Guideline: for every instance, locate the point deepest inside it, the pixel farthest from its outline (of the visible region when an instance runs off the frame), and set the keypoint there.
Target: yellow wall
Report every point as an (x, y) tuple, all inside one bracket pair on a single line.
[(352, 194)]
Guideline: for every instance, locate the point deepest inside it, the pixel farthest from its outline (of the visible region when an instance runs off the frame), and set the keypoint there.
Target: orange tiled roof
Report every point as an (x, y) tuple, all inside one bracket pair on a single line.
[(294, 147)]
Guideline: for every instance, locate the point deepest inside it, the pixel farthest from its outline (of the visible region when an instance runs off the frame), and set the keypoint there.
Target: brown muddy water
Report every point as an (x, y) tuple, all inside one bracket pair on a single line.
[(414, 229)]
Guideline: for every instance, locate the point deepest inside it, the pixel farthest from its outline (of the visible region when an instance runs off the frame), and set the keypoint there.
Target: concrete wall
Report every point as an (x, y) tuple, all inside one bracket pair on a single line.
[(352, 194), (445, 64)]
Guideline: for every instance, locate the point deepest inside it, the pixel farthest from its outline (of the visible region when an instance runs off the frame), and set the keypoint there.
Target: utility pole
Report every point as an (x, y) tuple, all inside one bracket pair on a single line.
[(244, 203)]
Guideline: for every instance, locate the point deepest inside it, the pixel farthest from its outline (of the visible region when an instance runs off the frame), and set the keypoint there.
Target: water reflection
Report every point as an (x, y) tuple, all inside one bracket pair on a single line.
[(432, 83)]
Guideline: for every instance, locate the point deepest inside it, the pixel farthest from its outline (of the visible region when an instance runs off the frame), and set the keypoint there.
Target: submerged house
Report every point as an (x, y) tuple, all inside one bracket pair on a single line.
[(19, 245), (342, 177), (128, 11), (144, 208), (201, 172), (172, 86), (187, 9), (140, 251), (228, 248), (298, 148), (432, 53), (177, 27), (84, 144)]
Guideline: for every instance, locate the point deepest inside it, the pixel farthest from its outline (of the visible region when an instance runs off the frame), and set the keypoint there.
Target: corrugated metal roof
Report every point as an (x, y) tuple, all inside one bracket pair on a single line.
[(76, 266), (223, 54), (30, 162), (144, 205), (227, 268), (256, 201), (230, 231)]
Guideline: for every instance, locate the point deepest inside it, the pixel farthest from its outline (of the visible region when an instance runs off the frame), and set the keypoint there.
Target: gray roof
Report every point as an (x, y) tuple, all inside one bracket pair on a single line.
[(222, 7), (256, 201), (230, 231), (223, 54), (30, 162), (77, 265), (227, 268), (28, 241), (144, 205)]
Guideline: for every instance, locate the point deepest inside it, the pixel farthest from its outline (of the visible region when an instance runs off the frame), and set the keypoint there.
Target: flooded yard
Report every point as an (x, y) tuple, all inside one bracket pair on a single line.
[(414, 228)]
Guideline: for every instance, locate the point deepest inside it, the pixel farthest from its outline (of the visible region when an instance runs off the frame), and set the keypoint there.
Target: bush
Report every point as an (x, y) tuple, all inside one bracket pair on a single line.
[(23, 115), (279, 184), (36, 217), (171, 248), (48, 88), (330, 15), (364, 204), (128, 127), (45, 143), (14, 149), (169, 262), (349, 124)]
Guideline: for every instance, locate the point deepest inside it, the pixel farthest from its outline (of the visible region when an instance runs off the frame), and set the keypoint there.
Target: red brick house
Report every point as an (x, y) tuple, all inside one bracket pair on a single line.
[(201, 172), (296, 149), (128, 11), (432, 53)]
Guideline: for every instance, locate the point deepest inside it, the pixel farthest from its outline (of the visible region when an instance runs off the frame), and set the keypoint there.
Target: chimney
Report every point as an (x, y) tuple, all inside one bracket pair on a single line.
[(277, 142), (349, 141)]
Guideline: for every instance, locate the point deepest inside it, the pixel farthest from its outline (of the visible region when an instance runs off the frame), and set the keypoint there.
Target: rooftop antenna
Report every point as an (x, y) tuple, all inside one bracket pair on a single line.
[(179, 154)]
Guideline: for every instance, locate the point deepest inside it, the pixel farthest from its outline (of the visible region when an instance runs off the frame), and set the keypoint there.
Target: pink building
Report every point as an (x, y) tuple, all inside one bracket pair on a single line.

### AIM
Copy all of the items above word for word, keeping every line as it stands.

### FINISHED TASK
Guideline: for every instance, locate the point deepest inside it, the pixel farthest from its outline (of the visible region when an instance runs off the frame), and set the keypoint there.
Target: yellow wall
Report every point as an (x, y) tuple, all inside one bracket pair on a single line.
[(352, 194)]
Guideline: for every instance, locate the point deepest inside it, the pixel farthest from its outline (of the visible region when an instance runs off the frame), and set the keypoint there.
Target: orange tiled roof
Report every point as an (x, y) tuple, all inside one bracket pair on a single line.
[(294, 147)]
Guideline: for every instance, locate the point deepest inside it, the pixel farthest from its outline (of the visible region when an instance runs off the frame), and set the keypoint there.
Target: brown muddy water
Report every point as an (x, y) tuple, all inside one bracket pair on a single line.
[(414, 229)]
Guideline: for every instance, locate the point deepest inside it, the pixel farthest from its outline (of the visible region when an instance runs off the frame), and set the keypoint there.
Target: concrete wall
Report every point as an (x, y) tuple, all inside one bracket pair on a single line.
[(352, 194), (445, 64)]
Guideline: for every instance, locate the point deepest inside it, the pixel farthest from its outline (of the visible region when an instance runs off the frame), and set the keypoint there.
Target: utility pole
Report every point as an (x, y) tuple, all inside one bracket pair on a single line.
[(244, 203)]
Guideline: for every instance, locate the point deepest inside it, the pixel farthest from its outline (of the visible region when an instance runs off the frame), and set the keypoint there.
Target: water reflection
Report every point as an (x, y) tuple, all inside one bracket pair on a single line.
[(432, 83)]
Guideline: for every instance, locate the point deepest inside it, the pixel farthest from its outline (of the visible region when an instance runs off the frame), and set the keypoint there.
Target: submerged house
Report every point as an (x, y) tuple, all inside one bracket pair on a single line.
[(19, 245), (342, 177), (128, 11), (144, 208), (201, 172), (172, 86), (187, 9), (140, 251), (228, 248), (298, 148), (432, 53), (177, 27), (84, 144)]
Guideline: for every instance, locate the point deepest inside it, the pixel farthest from its outline (of the visible region when an instance runs off the frame), and set the keypoint there.
Target: corrugated metal roof
Report every point as an (x, y) tuple, all inside one bracket pair on a single line.
[(76, 266), (223, 54), (30, 162), (144, 205), (227, 268), (256, 201), (230, 231)]
Guideline: for every instance, locate the point deepest inside it, the pixel farthest from its outline (of the visible region when an instance runs off the frame), and set the keypoint there.
Target: gray roof
Report every point as an (x, y) tuple, all inside one bracket pair on a single line.
[(222, 7), (256, 201), (230, 231), (223, 54), (30, 162), (77, 265), (227, 268), (28, 241), (144, 205)]
Guideline: for every instance, locate the point deepest inside it, the pixel farthest from its outline (of the visible region when an instance runs off the frame), and set the keypoint there.
Target: flooded yard
Report every point as an (x, y) tuple, all inside one bracket pair on a single line.
[(414, 228)]
Guideline: for every instance, locate the point deepest inside it, the pixel farthest from its outline (of the visible region when an instance runs off the frame), and set the keypoint there.
Target: bush
Report every point as an (x, y) tuple, all inside one bracket pair on a single line.
[(23, 115), (279, 184), (36, 217), (171, 248), (48, 88), (330, 15), (364, 204), (128, 127), (45, 143), (14, 149), (169, 262), (349, 124)]
Guideline: for every instance, locate the point deepest inside it, the pixel farthest from its outline (of the visible region when an instance runs off the frame), and set the keypoint there.
Target: red brick house
Report every point as an (x, y) tuple, all inside one bracket pair on a single line.
[(201, 172), (296, 149), (128, 11), (432, 53)]
Guideline: for every instance, locate the point deepest inside it, the pixel farthest from its outline (of the visible region when an instance runs off the frame), and set the keypoint there.
Target: chimney
Report every point as an (x, y) tuple, all inside one bracket pair on a single line.
[(277, 142), (349, 141)]
Guideline: for every instance, locate the point deepest inside it, the pixel farthest from its outline (of the visible region when an instance runs off the frame), and set the keypoint there.
Target: rooftop antenna
Report every point as an (x, y) tuple, all inside one bracket pair on a single line.
[(179, 154)]
Guideline: for every instance, locate the point deepest inside it, the pixel farthest from its outline (of the visible region when an instance runs off the frame), and set the keypoint there.
Target: pink building
Report every point as an (x, y) tuple, all inside one bracket pair on a single line.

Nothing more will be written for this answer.